Task
Retype the data below word for word, line by line, with nothing changed.

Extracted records
[Start]

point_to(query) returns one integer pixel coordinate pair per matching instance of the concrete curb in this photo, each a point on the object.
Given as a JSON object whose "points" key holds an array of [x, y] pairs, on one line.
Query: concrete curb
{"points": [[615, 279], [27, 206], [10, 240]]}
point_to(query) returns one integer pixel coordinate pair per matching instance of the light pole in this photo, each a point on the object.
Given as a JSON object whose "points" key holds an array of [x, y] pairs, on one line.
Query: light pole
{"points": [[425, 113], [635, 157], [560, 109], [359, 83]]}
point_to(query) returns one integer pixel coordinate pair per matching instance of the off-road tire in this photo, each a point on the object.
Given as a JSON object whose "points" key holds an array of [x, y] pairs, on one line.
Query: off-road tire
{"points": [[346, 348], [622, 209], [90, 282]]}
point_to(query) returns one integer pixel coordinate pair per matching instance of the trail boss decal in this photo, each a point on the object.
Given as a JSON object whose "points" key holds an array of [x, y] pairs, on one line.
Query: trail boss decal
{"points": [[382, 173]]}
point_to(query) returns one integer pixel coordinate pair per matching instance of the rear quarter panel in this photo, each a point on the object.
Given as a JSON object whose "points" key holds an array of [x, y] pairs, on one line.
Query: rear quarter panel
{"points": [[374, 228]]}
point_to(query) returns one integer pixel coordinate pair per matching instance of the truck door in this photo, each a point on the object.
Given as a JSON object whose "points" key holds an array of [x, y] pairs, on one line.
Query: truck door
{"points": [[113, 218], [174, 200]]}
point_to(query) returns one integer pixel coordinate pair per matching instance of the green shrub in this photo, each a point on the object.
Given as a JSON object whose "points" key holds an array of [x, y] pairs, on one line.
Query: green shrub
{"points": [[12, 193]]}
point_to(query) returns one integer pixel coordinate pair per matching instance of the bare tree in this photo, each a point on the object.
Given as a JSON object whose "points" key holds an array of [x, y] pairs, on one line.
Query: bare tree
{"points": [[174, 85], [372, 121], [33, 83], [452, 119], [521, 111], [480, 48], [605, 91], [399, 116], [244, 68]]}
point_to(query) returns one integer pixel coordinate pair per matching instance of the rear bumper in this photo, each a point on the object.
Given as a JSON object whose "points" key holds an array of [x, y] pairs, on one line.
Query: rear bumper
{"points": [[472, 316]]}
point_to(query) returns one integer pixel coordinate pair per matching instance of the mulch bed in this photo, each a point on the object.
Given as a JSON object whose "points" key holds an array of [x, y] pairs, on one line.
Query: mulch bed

[End]

Complete answer
point_to(query) returns one integer pixel coordinate pair per matching instance of the concrete curb in this photo, each a point on the object.
Given as a JSON object whose "points" key holds an array of [x, y] pairs, on one line.
Query: concrete curb
{"points": [[615, 279], [27, 206], [10, 240]]}
point_to(query) returns one integer pixel coordinate pair per matching instance of the light pole in this photo, each a point on the object.
Given as a JSON object whose "points" key holds an array of [x, y] pairs, on one line.
Query: light pole
{"points": [[425, 113], [635, 157], [560, 109], [359, 83]]}
point_to(query) returns one integer pixel coordinate pair per matching instance of the off-road tire in this photo, each a point on the object.
Given as a JSON object whose "points" key holds an array of [x, y] pairs, on one line.
Query: off-road tire
{"points": [[346, 348], [622, 209], [90, 282]]}
point_to(query) returns one integer pixel coordinate pair per matching instance of the trail boss decal in this photo, each a point on the object.
Given as a JSON object whose "points" key holds an array of [x, y] pairs, on one line.
Query: trail boss decal
{"points": [[382, 173]]}
point_to(query) returns one integer pixel coordinate pair per matching instance of the rear quarter panel in this photo, each a point on the object.
Given as a JSON object whose "points" key holds an array of [x, y] pairs, on one line.
Query: rear quarter panel
{"points": [[374, 228]]}
point_to(query) returns one integer pixel coordinate pair per matching instance of the truck door in this photo, each a point on the object.
Given as a JSON object whose "points" key holds an array of [x, y] pairs, on one line.
Query: truck door
{"points": [[113, 218], [174, 200]]}
point_to(query) returns one integer pixel coordinate pair per matching instance of the green shrub in this photo, each a point on the object.
Given as a JSON object whose "points" key holds an array of [x, y] pairs, on one line.
Query: green shrub
{"points": [[12, 193]]}
point_to(query) returns one integer pixel coordinate pair per matching instance of the bare tree in this photo, each a point on the object.
Given as a JSON object whose "points" key holds an array of [x, y] pairs, on one line.
Query: bare tree
{"points": [[174, 85], [372, 121], [33, 83], [452, 119], [521, 111], [480, 48], [605, 91], [399, 116], [244, 68]]}
point_to(query) returns one integer pixel coordinate pair per matching instance of the rear bumper in this photo, each a point on the object.
Given as a JSON object whose "points" key holds an array of [x, y] pairs, on one line.
Query: rear bumper
{"points": [[472, 316]]}
point_to(query) returns one integer pixel coordinate pair per matching instance of the mulch bed in this photo, each a point on the object.
Given as a JSON object whose "points" key holds an array of [x, y] pairs, on one line.
Query: mulch bed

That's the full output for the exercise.